→ **What is expected**: A word-for-word copy of the records below is required.
((
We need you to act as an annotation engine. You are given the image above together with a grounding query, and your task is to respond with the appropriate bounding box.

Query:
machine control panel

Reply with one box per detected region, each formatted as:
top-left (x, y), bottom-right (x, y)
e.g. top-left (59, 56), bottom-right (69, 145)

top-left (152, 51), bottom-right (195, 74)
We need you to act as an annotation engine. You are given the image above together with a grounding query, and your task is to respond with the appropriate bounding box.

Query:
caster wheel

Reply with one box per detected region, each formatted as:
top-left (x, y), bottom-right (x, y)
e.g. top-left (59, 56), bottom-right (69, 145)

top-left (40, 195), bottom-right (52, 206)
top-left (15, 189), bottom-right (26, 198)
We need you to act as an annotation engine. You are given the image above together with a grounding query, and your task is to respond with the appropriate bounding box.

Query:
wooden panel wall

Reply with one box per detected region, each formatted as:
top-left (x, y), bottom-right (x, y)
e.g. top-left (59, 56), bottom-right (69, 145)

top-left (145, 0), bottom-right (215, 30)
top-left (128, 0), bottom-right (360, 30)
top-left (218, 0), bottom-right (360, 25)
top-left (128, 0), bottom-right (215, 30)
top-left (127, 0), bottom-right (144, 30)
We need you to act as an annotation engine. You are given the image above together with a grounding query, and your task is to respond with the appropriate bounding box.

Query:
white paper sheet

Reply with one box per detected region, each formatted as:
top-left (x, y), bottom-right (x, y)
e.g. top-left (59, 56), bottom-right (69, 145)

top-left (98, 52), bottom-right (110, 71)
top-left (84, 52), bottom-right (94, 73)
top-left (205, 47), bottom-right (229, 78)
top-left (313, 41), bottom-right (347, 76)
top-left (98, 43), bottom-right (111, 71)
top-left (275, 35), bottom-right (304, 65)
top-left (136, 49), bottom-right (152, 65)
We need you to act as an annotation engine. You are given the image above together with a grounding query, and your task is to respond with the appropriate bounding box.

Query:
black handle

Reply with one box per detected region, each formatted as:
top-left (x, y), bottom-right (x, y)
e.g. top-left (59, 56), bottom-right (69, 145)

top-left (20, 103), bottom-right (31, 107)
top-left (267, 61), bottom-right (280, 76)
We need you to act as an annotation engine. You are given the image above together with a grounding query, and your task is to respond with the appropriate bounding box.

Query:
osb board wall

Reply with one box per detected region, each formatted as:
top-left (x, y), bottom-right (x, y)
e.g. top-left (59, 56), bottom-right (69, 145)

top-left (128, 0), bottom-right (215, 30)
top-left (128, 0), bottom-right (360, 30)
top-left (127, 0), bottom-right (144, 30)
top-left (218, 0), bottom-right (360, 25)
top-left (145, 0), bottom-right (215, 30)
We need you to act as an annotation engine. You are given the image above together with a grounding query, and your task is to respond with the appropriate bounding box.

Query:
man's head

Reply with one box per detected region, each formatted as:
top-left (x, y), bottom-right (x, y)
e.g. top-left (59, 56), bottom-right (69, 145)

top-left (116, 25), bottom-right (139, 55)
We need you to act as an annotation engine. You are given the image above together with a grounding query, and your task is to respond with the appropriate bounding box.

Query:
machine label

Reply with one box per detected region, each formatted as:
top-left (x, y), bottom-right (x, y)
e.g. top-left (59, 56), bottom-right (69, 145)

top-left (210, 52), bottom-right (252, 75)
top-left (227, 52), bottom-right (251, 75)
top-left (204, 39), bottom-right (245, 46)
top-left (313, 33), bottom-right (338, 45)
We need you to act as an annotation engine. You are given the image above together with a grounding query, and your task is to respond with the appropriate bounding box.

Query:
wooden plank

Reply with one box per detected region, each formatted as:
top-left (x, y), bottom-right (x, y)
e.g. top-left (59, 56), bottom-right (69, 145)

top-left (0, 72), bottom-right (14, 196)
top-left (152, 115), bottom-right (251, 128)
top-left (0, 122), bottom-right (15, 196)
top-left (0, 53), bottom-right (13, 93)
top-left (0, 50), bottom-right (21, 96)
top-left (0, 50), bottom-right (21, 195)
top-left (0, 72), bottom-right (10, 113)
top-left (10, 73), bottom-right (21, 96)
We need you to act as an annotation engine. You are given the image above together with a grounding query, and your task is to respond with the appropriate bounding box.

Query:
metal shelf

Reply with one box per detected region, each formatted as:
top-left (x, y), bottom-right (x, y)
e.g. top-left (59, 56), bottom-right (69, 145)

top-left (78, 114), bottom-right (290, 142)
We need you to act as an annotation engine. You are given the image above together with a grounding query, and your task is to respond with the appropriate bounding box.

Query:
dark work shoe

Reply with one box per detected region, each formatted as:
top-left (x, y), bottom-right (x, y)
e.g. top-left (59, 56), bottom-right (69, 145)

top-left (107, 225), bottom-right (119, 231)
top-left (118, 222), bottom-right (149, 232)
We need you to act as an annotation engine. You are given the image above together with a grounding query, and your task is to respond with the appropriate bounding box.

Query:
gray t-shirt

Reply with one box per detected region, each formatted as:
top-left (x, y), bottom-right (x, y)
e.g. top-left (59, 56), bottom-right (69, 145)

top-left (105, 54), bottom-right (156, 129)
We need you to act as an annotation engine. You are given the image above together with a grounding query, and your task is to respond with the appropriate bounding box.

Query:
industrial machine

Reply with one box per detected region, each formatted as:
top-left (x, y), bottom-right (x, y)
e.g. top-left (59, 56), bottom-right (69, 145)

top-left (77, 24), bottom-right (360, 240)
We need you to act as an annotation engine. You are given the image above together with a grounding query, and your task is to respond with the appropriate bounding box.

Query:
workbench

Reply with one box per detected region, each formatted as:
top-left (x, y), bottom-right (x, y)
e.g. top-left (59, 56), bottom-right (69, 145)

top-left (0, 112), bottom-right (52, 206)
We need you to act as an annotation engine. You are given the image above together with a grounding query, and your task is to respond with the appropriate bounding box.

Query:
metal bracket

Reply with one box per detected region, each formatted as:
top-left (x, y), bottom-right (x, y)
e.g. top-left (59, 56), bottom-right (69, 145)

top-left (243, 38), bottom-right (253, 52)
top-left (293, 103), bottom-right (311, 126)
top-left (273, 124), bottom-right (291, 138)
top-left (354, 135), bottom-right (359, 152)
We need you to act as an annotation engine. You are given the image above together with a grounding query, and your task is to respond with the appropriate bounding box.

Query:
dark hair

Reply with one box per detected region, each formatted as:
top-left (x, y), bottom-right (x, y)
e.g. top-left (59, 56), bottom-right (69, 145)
))
→ **Expected answer**:
We need you to act as an annotation engine. You are given the image above together with a grounding query, and your task is to respond with the appropriate bounding box.

Query:
machine control panel

Reply with one box per detected region, each formatted as:
top-left (x, y), bottom-right (x, y)
e.g. top-left (59, 56), bottom-right (69, 145)

top-left (152, 51), bottom-right (195, 74)
We need you to act as an annotation engine. You are given the image above together with a grounding query, and your task is to respond with the appropriate bounding box.

Query:
caster wheel

Reply with one box per detected region, each formatted as:
top-left (x, y), bottom-right (x, y)
e.g. top-left (59, 56), bottom-right (69, 145)

top-left (40, 195), bottom-right (52, 206)
top-left (15, 189), bottom-right (26, 198)
We need you to act as an annotation engine. You are given the image above together with a grounding query, and your task is to respond with the appropriate bounding box.

Query:
wooden panel wall

Reply with one box per detected region, each formatted as:
top-left (x, y), bottom-right (x, y)
e.g. top-left (59, 56), bottom-right (69, 145)

top-left (145, 0), bottom-right (215, 30)
top-left (128, 0), bottom-right (360, 30)
top-left (218, 0), bottom-right (360, 25)
top-left (128, 0), bottom-right (215, 30)
top-left (127, 0), bottom-right (144, 30)
We need you to act as an annotation engine. You are given the image above together with a grounding query, and your task is to respond with the appropriate bounding box.

Query:
white paper sheet

Reply with one box per detected region, each formatted as:
top-left (x, y), bottom-right (x, y)
e.g. top-left (59, 56), bottom-right (69, 145)

top-left (98, 52), bottom-right (110, 71)
top-left (84, 52), bottom-right (94, 73)
top-left (205, 47), bottom-right (229, 78)
top-left (313, 41), bottom-right (347, 76)
top-left (98, 43), bottom-right (111, 71)
top-left (275, 35), bottom-right (304, 65)
top-left (136, 49), bottom-right (152, 65)
We need you to act as an annotation engine. You are given the image above together with a grounding query, and your task is to respond with the appropriate bounding box.

Query:
black handle

Reply with one box per detected region, each formatted as:
top-left (x, y), bottom-right (x, y)
e.g. top-left (59, 56), bottom-right (69, 145)

top-left (20, 103), bottom-right (31, 107)
top-left (267, 61), bottom-right (280, 76)
We need you to act as an annotation engine. You are given the image above together with a grounding query, and your task is to respond with the appropriate bounding box.

Query:
osb board wall

Reply with one box per detected region, each formatted as:
top-left (x, y), bottom-right (x, y)
e.g. top-left (59, 56), bottom-right (69, 145)

top-left (128, 0), bottom-right (215, 30)
top-left (128, 0), bottom-right (360, 30)
top-left (127, 0), bottom-right (144, 30)
top-left (218, 0), bottom-right (360, 25)
top-left (145, 0), bottom-right (215, 30)
We need you to act as an annotation engine. You are given the image above together with a grounding query, and your task is to respond with the appropriate bounding box.

Query:
man's head

Reply with one box per detected region, each formatted as:
top-left (x, y), bottom-right (x, y)
e.g. top-left (59, 56), bottom-right (69, 145)

top-left (116, 25), bottom-right (139, 55)
We need you to act as an annotation engine. You are given the image above together with a grounding query, and your task is to respond with the appropriate bounding box.

Query:
machine label

Reply with one box per detected region, each formatted as:
top-left (x, y), bottom-right (x, y)
e.g. top-left (59, 56), bottom-right (69, 145)

top-left (210, 52), bottom-right (252, 75)
top-left (227, 52), bottom-right (251, 75)
top-left (204, 39), bottom-right (245, 46)
top-left (313, 33), bottom-right (338, 45)
We need you to act as an annotation engine. You are given the image above together with a grounding query, and your task is to respond with the appropriate bounding box.

Query:
wooden plank

Reply with one box per detected region, each formatted as:
top-left (x, y), bottom-right (x, y)
e.g. top-left (59, 56), bottom-right (69, 145)

top-left (0, 72), bottom-right (14, 196)
top-left (152, 115), bottom-right (251, 128)
top-left (0, 122), bottom-right (15, 196)
top-left (0, 53), bottom-right (13, 93)
top-left (0, 50), bottom-right (21, 96)
top-left (0, 50), bottom-right (21, 195)
top-left (0, 72), bottom-right (10, 113)
top-left (10, 73), bottom-right (21, 96)
We need you to act as an annotation engine. You are given the image above together with a grounding query, and your task is to respond with the appropriate bounding box.

Query:
metal shelf

Reply with one box per detected region, each formatted as:
top-left (x, y), bottom-right (x, y)
e.g. top-left (59, 56), bottom-right (69, 145)

top-left (78, 114), bottom-right (290, 142)
We need you to act as an annotation engine. You are given the image above together with a grounding query, and your task is to respond with the appropriate bounding box.

Query:
dark work shoe

Reply with one box per detected region, each formatted as:
top-left (x, y), bottom-right (x, y)
e.g. top-left (59, 56), bottom-right (69, 145)

top-left (107, 225), bottom-right (119, 231)
top-left (118, 222), bottom-right (149, 232)
We need you to act as an annotation engine. You are given the image above together with a grounding query, and your task is to respond with the appropriate bounding box.

Query:
gray t-shirt

Reply with one box per detected region, each formatted as:
top-left (x, y), bottom-right (x, y)
e.g. top-left (59, 56), bottom-right (69, 145)

top-left (105, 54), bottom-right (156, 129)
We need you to act as an annotation engine. You are given the image above together with a grounding query, and your task is to respond with the appropriate bounding box.

Query:
industrial machine

Reply with one box per detected region, each formatted as:
top-left (x, y), bottom-right (x, y)
e.g. top-left (59, 56), bottom-right (69, 145)

top-left (77, 24), bottom-right (360, 240)
We need you to act as an annotation engine. You are given the image above together with a grounding query, and your task is to respond with the appropriate bounding box.

Query:
workbench

Reply with one box per detected region, each formatted as:
top-left (x, y), bottom-right (x, y)
e.g. top-left (59, 56), bottom-right (69, 145)

top-left (0, 112), bottom-right (52, 206)
We need you to act as an annotation engine. You are given the image above together with a grounding query, and your task is to respond with the appropriate bounding box.

Query:
metal bracket

Reply with one box per detected region, each formatted as:
top-left (x, y), bottom-right (x, y)
e.g. top-left (59, 56), bottom-right (69, 145)

top-left (243, 38), bottom-right (253, 52)
top-left (293, 103), bottom-right (311, 126)
top-left (273, 124), bottom-right (291, 138)
top-left (354, 135), bottom-right (359, 152)
We need you to act as an annotation engine. You are given the image above together with a grounding query, and your task is to respond with the appropriate bounding box.

Query:
dark hair

Reply with one box per detected region, each formatted as:
top-left (x, y), bottom-right (x, y)
e.g. top-left (59, 56), bottom-right (69, 145)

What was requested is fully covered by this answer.